## Jobs
1. From the workshop description on pre-trained machine learned potentials, list the typical simulation tasks for which the introduced ase calculator uses an OCP pre-trained model.
2. Using the workshop description on pre-trained machine learned potentials, answer the following:
(a) How large are the datasets on which the most recent graph-based models are trained?
(b) About how long ago were symmetry functions developed?
(c) To how many elements did the quadratic scaling of the feature vector practically limit these MLPs?

-- start of Given passage --

Utilizing large, graph-based, pre-trained machine learned potentials in atomistic simulations#

Abstract#

The most recent, state of the art machine learned potentials in atomistic simulations are based on graph models that are trained on large (1M+) datasets. These models can be downloaded and used in a wide array of applications ranging from catalysis to materials properties. These pre-trained models can be used on their own, to accelerate DFT calculation, and they can also be used as a starting point to fine-tune new models for specific tasks. In this workshop we will focus on large, graph-based, pre-trained machine learned models from the Open Catalyst Project (OCP) to showcase how they can be used for these purposes. OCP provides several pre-trained models for a variety of tasks related to atomistic simulations. We will explain what these models are, how they differ, and details of the datasets they are trained from. We will introduce an Atomic Simulation Environment (ase) calculator that leverages an OCP pre-trained model for typical simulation tasks including adsorbate geometry relaxation, adsorption energy calculations, and reaction energies. We will show how pre-trained models can be fine-tuned on new data sets for new tasks. We will also discuss current limitations of the models and opportunities for future research. Participants will need a laptop with internet capability. A computational environment accessible via the internet will be provided.

Introduction#

Density functional theory (DFT) has been a mainstay in molecular simulation, but its high computational cost limits the number and size of simulations that are practical. Over the past two decades machine learning has increasingly been used to build surrogate models to supplement DFT. We call these models machine learned potentials (MLP) In the early days, neural networks were trained using the cartesian coordinates of atomistic systems as features with some success. These features lack important physical properties, notably they lack invariance to rotations, translations and permutations, and they are extensive features, which limit them to the specific system being investigated. About 15 years ago, a new set of features called symmetry functions were developed that were intensive, and which had these invariances. These functions enabled substantial progress in MLP, but they had a few important limitations. First, the size of the feature vector scaled quadratically with the number of elements, practically limiting the MLP to 4-5 elements. Second, composition was usually implicit in the functions, which limited the transferrability of the MLP to new systems. Finally, these functions were “hand-crafted”, with limited or no adaptability to the systems being explored, thus one needed to use judgement and experience to select them. While progess has been made in mitigating these limitations, a new approach has overtaken these methods.

-- end of Given passage --
-- start of Dataset records --

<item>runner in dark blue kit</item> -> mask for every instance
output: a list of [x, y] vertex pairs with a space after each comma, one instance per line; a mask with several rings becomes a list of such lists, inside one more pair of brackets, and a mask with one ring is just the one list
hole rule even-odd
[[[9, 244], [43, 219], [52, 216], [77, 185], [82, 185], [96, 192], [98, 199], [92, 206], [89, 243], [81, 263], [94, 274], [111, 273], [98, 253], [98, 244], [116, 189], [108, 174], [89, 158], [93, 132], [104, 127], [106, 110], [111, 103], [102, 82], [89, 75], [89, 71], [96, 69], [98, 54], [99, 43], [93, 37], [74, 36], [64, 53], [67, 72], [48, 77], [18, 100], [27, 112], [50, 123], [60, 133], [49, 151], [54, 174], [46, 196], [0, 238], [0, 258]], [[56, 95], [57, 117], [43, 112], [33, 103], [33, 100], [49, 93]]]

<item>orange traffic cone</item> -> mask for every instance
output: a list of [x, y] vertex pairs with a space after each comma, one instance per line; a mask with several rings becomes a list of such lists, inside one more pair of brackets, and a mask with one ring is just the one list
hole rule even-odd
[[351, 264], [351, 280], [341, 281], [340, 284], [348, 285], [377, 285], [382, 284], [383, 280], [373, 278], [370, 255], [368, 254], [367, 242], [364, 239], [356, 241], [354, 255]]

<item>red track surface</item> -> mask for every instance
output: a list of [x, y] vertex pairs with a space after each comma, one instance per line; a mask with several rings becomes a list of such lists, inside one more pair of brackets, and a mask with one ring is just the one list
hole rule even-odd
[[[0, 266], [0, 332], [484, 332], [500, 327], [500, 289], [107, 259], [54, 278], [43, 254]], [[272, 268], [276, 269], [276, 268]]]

-- end of Dataset records --
-- start of Dataset records --

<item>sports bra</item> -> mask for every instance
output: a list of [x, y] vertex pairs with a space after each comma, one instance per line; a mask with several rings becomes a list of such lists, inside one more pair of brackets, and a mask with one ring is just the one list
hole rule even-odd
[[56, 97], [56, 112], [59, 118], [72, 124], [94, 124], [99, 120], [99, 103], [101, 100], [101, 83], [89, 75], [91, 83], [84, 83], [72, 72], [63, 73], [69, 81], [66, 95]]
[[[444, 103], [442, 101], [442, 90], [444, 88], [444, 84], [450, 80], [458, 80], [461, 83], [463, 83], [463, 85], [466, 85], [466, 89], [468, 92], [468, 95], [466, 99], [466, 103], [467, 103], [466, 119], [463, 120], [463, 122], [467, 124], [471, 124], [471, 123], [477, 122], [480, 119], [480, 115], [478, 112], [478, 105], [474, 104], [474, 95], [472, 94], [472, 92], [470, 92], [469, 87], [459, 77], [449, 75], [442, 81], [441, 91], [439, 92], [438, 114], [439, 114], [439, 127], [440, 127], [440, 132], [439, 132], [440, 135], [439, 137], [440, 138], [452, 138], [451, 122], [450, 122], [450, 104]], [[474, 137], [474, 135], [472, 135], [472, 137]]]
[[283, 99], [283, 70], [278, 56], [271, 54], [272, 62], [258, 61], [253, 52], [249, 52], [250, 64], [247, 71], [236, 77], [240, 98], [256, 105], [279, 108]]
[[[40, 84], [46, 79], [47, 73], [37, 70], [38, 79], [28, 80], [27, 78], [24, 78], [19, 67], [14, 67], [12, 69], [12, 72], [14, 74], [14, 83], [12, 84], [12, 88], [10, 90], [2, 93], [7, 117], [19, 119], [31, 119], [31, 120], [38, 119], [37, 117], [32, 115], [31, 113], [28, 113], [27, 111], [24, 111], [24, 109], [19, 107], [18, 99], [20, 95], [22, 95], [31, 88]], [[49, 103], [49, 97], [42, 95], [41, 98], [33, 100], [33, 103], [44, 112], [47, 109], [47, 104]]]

-- end of Dataset records --

## Task-by-task outputs
1.
- Adsorbate geometry relaxation
- Adsorption energy calculations
- Reaction energies

2.
(a) 1M+
(b) About 15 years ago
(c) 4-5 elements